**Assigned task:** The expected answer comprises all lines from the entries that contain the string "kale".

Saved entries:

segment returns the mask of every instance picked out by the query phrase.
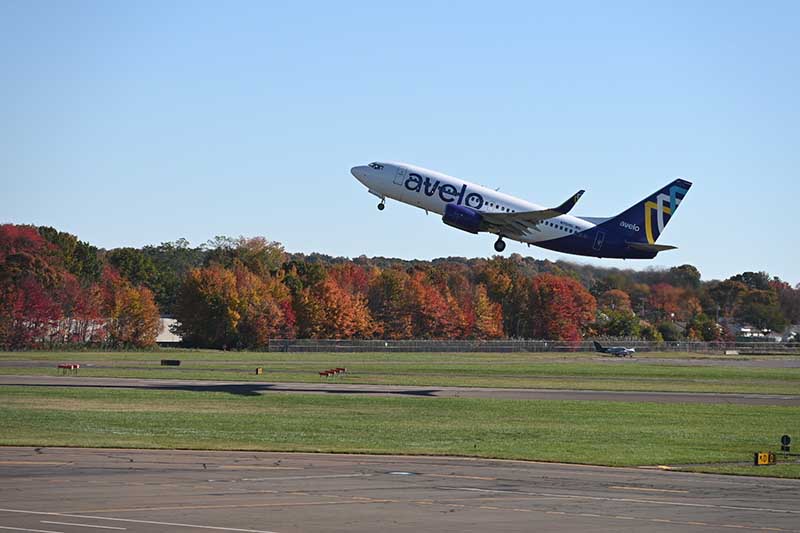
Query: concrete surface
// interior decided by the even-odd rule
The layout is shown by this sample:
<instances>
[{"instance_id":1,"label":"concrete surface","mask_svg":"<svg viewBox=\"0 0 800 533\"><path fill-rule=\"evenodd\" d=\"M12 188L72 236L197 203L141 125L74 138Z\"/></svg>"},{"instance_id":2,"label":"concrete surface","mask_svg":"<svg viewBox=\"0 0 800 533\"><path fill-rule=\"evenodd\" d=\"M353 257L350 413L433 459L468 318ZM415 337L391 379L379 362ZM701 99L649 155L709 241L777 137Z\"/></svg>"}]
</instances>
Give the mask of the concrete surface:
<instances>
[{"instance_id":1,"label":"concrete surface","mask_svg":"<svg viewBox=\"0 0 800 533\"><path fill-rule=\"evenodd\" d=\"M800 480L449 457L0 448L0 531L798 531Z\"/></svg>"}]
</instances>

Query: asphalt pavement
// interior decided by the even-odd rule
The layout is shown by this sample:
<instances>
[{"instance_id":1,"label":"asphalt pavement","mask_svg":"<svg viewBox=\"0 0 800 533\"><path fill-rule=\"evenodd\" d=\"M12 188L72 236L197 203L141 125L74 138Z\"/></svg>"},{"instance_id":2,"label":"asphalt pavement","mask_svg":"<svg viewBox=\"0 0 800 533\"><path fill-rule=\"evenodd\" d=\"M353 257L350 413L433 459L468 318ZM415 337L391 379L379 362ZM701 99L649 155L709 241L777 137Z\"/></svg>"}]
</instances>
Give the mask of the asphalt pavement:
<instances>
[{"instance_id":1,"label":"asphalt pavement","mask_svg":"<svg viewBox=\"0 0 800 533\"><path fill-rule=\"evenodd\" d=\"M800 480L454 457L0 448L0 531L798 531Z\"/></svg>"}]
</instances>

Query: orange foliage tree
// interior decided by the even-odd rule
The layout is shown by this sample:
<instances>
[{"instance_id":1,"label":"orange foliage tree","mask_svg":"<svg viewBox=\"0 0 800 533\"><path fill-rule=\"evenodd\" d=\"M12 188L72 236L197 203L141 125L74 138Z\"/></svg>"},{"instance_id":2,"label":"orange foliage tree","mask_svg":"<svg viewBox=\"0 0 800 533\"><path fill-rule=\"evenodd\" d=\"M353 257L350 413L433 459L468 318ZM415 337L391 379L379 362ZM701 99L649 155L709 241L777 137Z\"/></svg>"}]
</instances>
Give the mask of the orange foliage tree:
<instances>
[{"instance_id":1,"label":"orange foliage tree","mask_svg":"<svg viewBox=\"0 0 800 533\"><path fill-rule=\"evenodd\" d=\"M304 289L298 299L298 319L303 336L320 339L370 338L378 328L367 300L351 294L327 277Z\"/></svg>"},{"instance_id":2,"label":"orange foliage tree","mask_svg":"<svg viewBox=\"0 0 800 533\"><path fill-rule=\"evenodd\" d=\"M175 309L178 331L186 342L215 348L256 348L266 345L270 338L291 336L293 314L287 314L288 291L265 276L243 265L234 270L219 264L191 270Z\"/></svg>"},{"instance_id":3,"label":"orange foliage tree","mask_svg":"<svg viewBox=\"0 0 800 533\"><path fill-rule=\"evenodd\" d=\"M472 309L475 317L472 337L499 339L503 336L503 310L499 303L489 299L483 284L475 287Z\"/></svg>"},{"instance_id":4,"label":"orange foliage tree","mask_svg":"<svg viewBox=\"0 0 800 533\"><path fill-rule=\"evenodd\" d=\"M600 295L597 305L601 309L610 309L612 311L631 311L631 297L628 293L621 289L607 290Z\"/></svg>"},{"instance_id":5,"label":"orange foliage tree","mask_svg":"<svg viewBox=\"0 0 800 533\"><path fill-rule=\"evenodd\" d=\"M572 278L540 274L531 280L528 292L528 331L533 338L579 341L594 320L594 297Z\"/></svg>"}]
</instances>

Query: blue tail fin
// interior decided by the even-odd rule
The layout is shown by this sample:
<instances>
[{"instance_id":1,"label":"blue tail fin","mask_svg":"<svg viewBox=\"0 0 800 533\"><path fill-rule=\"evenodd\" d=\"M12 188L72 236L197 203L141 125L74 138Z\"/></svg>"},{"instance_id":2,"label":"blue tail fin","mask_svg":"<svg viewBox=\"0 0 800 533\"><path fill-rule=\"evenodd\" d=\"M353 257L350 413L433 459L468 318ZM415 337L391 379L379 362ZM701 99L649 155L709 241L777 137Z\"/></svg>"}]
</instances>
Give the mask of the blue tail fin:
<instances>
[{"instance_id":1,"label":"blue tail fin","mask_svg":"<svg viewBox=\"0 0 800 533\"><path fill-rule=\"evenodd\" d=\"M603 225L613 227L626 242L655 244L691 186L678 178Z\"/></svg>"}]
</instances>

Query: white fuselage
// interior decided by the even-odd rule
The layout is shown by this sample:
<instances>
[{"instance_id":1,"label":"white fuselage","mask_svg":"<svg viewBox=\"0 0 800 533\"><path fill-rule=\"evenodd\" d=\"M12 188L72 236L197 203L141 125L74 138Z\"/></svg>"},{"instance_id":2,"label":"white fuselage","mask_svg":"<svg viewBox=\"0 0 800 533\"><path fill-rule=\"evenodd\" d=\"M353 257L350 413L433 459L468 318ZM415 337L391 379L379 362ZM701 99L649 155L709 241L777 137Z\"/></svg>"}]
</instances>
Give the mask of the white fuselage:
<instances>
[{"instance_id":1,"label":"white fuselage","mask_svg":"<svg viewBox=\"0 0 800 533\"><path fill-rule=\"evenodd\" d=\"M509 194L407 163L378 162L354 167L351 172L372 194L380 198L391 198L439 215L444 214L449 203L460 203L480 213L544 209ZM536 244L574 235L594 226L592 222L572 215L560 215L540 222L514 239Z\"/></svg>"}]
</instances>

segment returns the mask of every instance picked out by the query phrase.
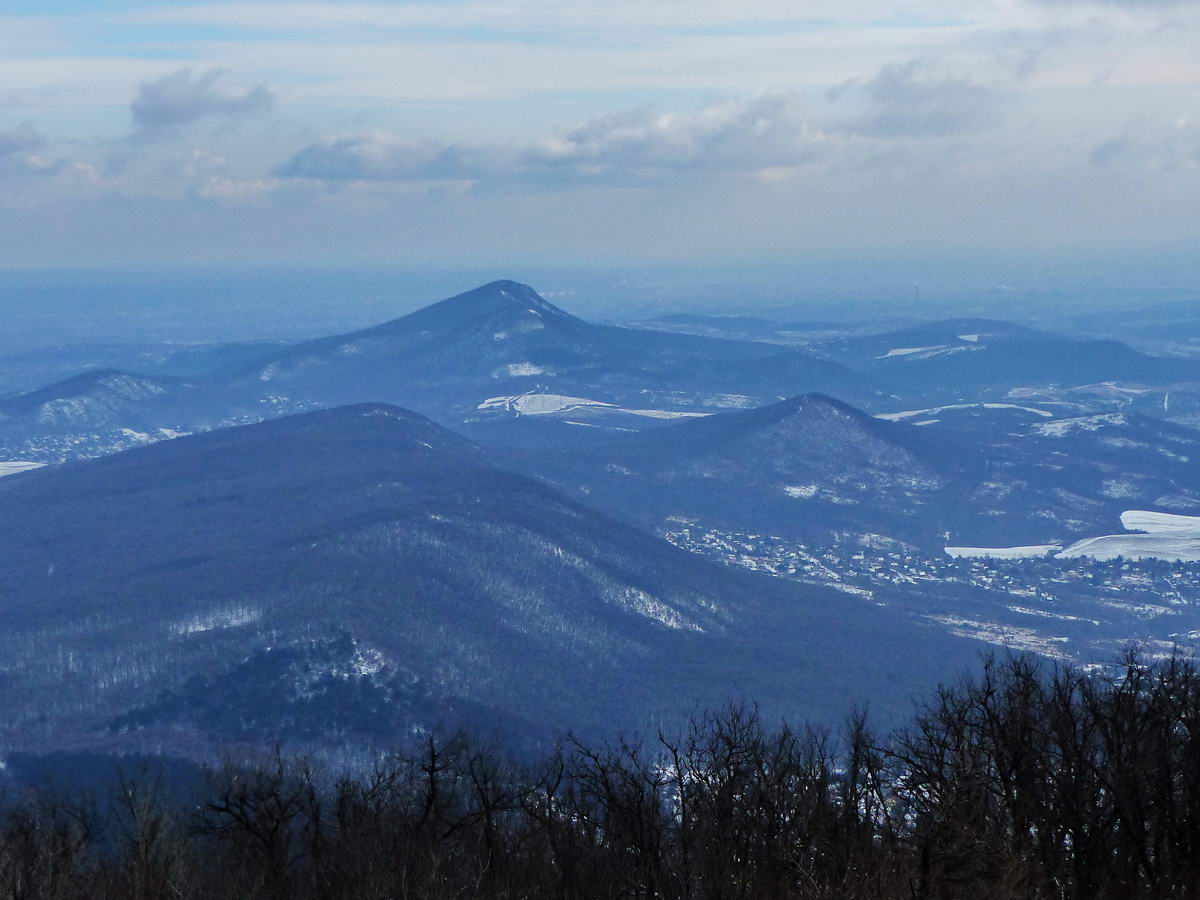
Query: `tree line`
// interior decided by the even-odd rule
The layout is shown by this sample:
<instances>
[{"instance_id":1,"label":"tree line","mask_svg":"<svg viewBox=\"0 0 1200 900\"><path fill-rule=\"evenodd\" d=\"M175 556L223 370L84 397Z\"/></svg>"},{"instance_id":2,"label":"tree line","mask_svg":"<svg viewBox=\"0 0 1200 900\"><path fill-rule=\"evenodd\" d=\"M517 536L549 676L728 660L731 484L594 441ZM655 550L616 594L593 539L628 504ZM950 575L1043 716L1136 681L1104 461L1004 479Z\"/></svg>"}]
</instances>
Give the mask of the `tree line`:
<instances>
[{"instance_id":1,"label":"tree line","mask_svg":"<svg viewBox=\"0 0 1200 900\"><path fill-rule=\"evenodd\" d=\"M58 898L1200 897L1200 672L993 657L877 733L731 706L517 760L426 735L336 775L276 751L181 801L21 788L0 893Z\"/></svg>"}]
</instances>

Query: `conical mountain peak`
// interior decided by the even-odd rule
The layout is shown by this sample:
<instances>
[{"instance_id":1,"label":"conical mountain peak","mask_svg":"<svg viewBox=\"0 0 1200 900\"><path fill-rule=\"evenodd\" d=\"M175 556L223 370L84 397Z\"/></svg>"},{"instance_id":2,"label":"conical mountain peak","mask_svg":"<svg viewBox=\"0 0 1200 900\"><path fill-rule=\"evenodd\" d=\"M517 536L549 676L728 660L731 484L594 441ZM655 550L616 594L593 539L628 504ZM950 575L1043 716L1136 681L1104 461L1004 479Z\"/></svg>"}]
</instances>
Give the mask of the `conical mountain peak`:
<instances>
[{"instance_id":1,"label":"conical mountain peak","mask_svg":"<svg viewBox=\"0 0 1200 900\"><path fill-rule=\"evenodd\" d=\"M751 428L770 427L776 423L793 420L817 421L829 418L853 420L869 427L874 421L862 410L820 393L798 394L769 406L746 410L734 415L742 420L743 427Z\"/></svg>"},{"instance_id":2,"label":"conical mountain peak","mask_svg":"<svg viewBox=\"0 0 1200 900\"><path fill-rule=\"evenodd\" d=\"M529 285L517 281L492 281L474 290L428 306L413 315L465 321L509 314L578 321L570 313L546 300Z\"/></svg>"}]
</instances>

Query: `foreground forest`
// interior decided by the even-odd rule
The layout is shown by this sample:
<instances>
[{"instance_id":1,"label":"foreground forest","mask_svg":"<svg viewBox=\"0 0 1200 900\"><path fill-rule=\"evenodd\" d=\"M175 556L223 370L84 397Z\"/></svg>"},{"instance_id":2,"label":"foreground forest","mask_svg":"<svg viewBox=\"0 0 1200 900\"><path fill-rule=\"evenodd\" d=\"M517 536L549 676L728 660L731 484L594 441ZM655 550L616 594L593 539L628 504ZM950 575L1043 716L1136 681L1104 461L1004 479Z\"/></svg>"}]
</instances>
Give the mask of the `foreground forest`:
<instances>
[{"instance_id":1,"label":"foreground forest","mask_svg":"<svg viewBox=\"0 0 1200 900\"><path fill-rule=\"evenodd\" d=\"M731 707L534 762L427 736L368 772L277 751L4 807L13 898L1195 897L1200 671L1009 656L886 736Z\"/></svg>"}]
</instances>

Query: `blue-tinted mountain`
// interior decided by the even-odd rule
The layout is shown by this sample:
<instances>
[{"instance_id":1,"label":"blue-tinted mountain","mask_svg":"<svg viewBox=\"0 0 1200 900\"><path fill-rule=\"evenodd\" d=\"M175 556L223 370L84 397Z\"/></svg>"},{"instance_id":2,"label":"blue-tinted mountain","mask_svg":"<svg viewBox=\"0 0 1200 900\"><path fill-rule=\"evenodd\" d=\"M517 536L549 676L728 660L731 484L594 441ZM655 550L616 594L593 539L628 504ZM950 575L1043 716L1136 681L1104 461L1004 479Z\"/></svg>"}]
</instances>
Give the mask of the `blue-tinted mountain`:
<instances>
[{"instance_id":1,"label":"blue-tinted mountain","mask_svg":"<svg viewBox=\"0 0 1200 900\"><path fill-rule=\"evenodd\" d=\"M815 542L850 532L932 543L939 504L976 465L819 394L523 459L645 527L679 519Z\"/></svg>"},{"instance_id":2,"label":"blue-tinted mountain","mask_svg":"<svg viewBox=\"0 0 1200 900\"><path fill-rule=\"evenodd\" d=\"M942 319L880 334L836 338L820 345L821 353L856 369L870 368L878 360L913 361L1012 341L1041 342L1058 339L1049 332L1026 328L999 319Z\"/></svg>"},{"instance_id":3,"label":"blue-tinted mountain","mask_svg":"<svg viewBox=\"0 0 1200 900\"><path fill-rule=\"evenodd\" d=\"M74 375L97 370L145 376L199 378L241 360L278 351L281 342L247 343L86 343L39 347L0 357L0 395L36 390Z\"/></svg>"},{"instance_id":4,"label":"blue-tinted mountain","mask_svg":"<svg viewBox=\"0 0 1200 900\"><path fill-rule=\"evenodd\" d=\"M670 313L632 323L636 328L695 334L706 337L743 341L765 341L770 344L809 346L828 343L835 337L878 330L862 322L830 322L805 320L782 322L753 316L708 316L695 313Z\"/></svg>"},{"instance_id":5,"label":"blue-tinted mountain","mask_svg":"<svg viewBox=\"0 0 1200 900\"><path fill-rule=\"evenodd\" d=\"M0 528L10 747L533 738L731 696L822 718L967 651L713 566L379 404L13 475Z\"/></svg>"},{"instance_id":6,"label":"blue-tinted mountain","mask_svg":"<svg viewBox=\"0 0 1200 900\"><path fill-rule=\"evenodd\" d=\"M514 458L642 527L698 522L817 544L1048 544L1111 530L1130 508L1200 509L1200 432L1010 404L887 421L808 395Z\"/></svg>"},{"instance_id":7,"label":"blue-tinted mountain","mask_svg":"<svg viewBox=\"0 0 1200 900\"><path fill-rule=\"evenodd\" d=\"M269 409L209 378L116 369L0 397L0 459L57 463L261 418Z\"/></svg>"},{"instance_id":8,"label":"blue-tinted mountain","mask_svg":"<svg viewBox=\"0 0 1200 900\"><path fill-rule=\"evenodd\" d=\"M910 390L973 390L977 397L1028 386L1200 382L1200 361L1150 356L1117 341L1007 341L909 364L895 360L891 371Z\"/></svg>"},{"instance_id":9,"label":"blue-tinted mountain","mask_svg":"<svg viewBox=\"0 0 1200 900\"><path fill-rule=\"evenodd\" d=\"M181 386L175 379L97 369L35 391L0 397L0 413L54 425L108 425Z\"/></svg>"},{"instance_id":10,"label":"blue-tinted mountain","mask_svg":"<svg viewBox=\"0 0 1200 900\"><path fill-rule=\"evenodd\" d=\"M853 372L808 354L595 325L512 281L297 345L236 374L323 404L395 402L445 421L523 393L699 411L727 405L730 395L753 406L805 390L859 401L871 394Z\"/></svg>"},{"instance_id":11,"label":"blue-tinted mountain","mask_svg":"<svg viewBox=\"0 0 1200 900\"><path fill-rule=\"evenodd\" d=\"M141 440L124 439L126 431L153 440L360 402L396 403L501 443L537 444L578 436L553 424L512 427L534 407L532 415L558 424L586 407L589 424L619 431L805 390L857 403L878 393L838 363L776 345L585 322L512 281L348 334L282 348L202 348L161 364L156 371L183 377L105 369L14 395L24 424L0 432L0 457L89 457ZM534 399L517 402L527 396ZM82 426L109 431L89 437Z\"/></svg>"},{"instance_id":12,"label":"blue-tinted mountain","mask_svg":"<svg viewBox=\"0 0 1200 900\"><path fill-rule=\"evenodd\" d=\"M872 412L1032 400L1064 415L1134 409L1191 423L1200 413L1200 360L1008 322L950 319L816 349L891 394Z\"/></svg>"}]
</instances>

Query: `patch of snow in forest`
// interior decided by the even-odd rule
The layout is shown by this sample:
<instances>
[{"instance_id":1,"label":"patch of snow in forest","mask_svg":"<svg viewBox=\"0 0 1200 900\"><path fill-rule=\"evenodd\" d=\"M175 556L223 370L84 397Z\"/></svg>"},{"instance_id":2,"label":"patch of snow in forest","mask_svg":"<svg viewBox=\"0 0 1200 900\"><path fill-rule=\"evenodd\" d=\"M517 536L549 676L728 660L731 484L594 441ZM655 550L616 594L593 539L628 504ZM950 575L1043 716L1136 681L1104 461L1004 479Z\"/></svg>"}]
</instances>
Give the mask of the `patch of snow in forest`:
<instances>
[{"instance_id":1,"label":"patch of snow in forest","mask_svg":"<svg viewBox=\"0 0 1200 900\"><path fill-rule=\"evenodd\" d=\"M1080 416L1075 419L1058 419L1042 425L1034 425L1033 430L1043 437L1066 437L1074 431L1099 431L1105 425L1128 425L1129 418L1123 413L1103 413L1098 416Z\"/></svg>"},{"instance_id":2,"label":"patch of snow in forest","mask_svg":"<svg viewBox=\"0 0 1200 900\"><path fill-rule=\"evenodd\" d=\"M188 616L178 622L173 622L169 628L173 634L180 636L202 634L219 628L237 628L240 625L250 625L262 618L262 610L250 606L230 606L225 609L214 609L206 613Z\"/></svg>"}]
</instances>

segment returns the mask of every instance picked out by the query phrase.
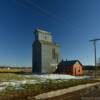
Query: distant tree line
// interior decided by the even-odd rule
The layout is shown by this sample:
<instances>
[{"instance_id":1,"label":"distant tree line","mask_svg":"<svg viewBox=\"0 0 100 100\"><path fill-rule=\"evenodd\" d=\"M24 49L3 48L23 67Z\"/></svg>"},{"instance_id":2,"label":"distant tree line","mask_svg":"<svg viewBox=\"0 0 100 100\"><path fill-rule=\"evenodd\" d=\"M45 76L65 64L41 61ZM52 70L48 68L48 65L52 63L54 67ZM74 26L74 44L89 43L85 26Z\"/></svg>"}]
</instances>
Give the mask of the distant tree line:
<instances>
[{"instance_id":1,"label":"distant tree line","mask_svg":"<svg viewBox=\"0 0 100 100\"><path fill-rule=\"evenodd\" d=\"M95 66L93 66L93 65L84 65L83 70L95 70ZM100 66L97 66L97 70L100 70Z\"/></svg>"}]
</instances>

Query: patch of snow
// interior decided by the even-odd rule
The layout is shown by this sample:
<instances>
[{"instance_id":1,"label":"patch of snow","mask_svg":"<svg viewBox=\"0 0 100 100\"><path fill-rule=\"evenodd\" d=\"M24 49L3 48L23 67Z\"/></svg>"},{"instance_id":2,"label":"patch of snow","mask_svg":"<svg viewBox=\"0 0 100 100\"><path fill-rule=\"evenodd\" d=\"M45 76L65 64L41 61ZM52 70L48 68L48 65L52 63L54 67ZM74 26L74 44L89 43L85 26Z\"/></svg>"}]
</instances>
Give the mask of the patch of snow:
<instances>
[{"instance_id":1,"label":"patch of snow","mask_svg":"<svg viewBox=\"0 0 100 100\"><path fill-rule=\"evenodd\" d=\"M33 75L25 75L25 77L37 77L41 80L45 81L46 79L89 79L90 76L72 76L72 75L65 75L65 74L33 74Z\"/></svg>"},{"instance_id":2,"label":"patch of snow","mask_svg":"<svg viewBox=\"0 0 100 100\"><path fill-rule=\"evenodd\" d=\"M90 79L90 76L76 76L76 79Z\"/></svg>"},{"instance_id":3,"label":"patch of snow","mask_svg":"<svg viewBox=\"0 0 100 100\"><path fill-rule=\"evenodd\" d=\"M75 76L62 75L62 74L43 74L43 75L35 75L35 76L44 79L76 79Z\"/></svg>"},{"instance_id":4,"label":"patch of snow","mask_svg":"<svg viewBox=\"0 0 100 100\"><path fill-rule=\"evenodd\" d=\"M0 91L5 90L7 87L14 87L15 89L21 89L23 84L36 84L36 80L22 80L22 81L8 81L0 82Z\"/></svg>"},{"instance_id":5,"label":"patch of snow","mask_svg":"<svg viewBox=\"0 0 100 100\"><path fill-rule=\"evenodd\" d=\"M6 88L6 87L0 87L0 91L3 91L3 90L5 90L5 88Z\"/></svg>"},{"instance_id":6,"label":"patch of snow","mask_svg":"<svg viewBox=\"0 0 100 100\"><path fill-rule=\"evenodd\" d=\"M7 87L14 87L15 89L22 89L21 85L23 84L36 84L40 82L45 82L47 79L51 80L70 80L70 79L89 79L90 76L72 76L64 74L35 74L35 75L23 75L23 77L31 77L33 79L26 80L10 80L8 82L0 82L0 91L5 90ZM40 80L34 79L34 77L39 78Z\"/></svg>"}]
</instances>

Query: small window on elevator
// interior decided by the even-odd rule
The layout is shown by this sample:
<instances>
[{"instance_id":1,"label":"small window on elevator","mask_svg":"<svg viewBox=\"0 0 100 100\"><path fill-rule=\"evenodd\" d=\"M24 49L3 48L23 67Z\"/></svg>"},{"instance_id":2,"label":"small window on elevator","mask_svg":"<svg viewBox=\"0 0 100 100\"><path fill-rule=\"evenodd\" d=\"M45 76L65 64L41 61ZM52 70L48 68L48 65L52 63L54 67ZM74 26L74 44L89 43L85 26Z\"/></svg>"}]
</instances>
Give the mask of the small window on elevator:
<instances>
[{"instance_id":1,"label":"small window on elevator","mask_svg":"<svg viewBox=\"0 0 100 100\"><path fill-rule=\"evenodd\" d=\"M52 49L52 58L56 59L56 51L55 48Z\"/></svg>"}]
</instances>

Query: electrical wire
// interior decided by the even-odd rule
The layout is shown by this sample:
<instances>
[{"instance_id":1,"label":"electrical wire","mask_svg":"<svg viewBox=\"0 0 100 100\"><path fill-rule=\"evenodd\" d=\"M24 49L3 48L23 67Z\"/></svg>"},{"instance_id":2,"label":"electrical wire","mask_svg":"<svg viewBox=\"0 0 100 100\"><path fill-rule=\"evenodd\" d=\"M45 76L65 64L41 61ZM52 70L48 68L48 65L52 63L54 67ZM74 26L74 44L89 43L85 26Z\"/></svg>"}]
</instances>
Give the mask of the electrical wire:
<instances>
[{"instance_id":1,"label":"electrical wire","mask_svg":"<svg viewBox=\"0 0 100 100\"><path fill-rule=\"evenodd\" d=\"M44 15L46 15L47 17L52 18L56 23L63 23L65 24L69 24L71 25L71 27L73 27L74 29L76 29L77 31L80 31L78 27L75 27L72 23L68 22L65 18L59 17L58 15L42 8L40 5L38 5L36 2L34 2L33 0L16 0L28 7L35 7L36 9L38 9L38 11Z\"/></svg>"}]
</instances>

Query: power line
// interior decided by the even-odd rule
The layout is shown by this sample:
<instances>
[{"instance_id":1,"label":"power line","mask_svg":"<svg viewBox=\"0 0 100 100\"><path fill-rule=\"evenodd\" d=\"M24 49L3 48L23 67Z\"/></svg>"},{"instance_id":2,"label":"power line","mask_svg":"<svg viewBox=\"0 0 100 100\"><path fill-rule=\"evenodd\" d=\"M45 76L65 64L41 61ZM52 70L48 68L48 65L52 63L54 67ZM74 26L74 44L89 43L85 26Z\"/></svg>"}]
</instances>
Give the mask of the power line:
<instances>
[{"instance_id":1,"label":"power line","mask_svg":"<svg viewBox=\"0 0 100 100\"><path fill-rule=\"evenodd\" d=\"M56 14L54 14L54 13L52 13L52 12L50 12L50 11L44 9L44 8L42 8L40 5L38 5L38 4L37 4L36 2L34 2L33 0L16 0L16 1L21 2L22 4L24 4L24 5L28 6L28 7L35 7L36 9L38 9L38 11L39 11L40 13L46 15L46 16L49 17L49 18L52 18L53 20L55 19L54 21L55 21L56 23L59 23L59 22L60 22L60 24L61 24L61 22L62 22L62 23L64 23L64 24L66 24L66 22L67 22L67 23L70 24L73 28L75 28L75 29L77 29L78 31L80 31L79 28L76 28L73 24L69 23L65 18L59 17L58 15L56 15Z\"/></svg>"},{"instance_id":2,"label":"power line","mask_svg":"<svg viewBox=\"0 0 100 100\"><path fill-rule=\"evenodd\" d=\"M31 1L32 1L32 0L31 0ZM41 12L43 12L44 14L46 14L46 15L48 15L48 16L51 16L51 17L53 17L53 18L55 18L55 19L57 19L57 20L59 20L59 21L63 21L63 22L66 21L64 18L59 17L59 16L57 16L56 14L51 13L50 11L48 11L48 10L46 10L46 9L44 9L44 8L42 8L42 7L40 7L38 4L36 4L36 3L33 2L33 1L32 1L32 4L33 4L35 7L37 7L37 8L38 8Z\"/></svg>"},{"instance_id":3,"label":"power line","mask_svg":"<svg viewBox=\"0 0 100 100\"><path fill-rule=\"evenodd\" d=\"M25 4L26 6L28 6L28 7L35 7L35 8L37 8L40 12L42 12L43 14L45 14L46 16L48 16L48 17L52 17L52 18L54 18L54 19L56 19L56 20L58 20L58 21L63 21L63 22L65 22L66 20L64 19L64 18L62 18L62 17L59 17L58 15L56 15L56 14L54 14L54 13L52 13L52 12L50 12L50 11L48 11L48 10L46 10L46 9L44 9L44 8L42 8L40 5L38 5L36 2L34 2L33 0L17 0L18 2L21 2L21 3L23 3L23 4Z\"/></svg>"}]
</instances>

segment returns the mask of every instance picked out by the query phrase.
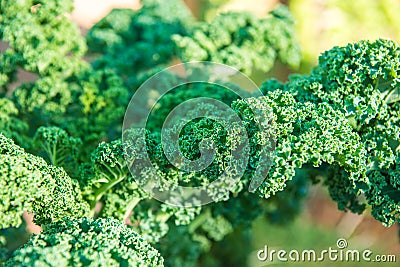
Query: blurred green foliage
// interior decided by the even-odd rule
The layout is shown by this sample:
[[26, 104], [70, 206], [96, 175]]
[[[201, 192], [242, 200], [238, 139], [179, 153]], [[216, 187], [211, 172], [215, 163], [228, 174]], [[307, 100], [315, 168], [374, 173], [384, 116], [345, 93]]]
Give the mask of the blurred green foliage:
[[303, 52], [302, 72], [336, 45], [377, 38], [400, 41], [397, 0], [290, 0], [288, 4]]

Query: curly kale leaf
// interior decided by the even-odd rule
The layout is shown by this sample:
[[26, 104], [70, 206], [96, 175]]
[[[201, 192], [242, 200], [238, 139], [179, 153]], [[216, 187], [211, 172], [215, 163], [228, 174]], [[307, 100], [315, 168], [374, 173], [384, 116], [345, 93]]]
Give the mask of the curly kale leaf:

**Written solution:**
Query: curly kale leaf
Give the mask of the curly kale leaf:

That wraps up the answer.